Work required: Scale the rows from the line holding "TARGET = fence railing" through the end of the rows, inclusive. Give every line again with the requests unchanged, multiply each pixel coordinate in the answers by 2.1 and round it to a whole number with halves rounded up, and leave the pictures out.

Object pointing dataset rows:
★ ★ ★ ★ ★ ★ ★
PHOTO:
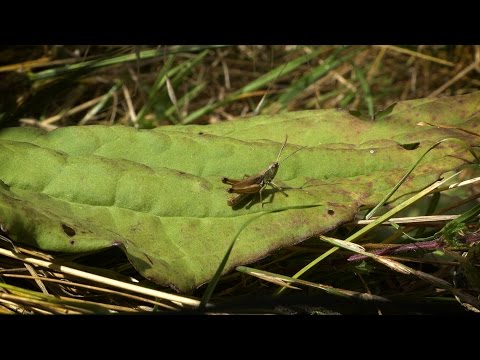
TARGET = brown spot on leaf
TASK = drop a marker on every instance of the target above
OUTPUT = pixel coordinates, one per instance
(68, 230)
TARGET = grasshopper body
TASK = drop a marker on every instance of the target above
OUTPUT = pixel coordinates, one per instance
(256, 183)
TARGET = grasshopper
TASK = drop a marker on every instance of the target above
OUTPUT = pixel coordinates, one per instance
(256, 183)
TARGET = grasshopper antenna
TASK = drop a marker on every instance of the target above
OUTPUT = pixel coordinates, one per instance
(280, 152)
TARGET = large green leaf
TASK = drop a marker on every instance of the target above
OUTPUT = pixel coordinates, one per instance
(158, 194)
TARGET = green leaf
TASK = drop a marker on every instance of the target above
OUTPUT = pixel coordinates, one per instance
(158, 193)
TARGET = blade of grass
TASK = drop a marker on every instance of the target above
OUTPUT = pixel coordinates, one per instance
(402, 180)
(101, 279)
(366, 90)
(101, 104)
(263, 80)
(96, 64)
(332, 62)
(277, 278)
(403, 269)
(373, 225)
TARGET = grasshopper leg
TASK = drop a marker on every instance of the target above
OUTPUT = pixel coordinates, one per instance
(278, 188)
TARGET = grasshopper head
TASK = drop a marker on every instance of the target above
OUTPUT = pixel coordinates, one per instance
(271, 171)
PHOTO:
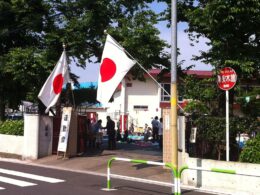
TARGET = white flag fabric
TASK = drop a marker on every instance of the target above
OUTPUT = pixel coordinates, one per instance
(114, 66)
(52, 88)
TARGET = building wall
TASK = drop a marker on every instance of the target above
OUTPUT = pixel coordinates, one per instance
(137, 94)
(11, 144)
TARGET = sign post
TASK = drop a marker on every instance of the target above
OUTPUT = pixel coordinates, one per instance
(226, 80)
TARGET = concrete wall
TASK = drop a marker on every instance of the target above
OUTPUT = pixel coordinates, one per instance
(31, 136)
(226, 183)
(11, 144)
(45, 136)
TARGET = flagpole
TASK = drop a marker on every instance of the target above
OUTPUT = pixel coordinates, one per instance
(73, 98)
(143, 68)
(173, 129)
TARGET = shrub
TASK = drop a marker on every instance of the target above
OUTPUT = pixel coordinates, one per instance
(12, 127)
(251, 151)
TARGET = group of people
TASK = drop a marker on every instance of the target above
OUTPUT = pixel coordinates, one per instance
(93, 136)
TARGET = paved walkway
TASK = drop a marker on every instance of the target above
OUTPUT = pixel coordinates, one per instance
(96, 161)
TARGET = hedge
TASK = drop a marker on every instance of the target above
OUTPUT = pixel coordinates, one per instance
(12, 127)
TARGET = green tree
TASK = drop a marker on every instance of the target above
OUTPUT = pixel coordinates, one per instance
(251, 151)
(233, 30)
(35, 30)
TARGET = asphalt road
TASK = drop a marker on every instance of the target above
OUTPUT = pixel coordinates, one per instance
(59, 182)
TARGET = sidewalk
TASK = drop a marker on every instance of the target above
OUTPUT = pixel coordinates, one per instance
(96, 161)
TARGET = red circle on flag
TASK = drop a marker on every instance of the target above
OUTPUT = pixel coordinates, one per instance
(57, 84)
(107, 69)
(227, 78)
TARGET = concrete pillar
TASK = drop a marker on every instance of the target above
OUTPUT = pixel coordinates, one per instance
(31, 136)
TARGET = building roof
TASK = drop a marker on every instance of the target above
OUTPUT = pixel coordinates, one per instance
(197, 73)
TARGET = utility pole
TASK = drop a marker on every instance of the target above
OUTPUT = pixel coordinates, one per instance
(173, 121)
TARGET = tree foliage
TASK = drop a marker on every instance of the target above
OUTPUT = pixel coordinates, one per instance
(251, 151)
(32, 33)
(233, 30)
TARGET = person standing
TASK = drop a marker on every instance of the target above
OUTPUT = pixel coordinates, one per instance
(111, 132)
(95, 130)
(160, 133)
(155, 128)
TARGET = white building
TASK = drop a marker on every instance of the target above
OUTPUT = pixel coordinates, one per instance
(139, 101)
(142, 101)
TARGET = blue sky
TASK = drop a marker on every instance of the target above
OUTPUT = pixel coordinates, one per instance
(90, 74)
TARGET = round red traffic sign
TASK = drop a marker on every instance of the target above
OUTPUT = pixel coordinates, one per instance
(227, 78)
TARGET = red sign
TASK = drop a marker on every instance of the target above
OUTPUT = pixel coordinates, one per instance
(227, 78)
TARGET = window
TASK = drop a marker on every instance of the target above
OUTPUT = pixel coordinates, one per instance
(164, 96)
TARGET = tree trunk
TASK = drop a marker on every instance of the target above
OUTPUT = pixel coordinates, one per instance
(2, 105)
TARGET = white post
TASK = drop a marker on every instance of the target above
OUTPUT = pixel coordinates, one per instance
(123, 105)
(227, 125)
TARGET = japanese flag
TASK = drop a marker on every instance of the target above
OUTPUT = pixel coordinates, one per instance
(114, 66)
(52, 88)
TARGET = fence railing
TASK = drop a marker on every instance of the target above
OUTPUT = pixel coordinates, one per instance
(177, 173)
(169, 165)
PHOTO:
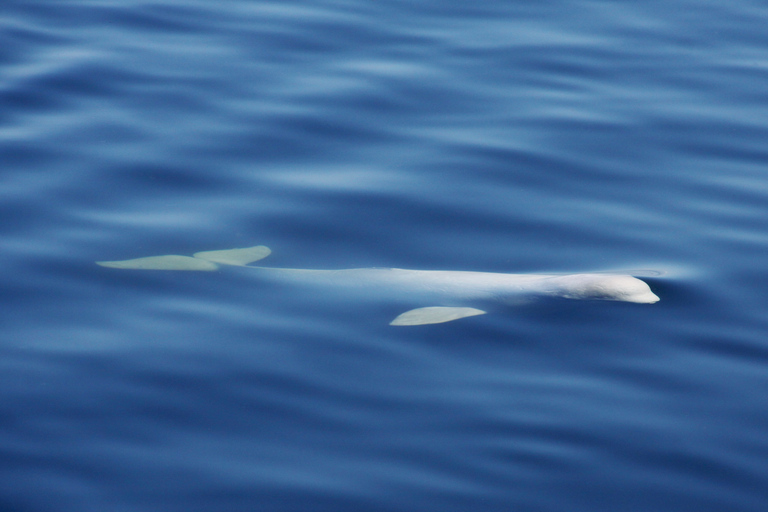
★ ★ ★ ★ ★ ★ ★
Solution to this problem:
TARGET = fence railing
TASK = drop a marker on every instance of the target above
OUTPUT = pixel coordinates, one per instance
(372, 363)
(355, 347)
PHOTO:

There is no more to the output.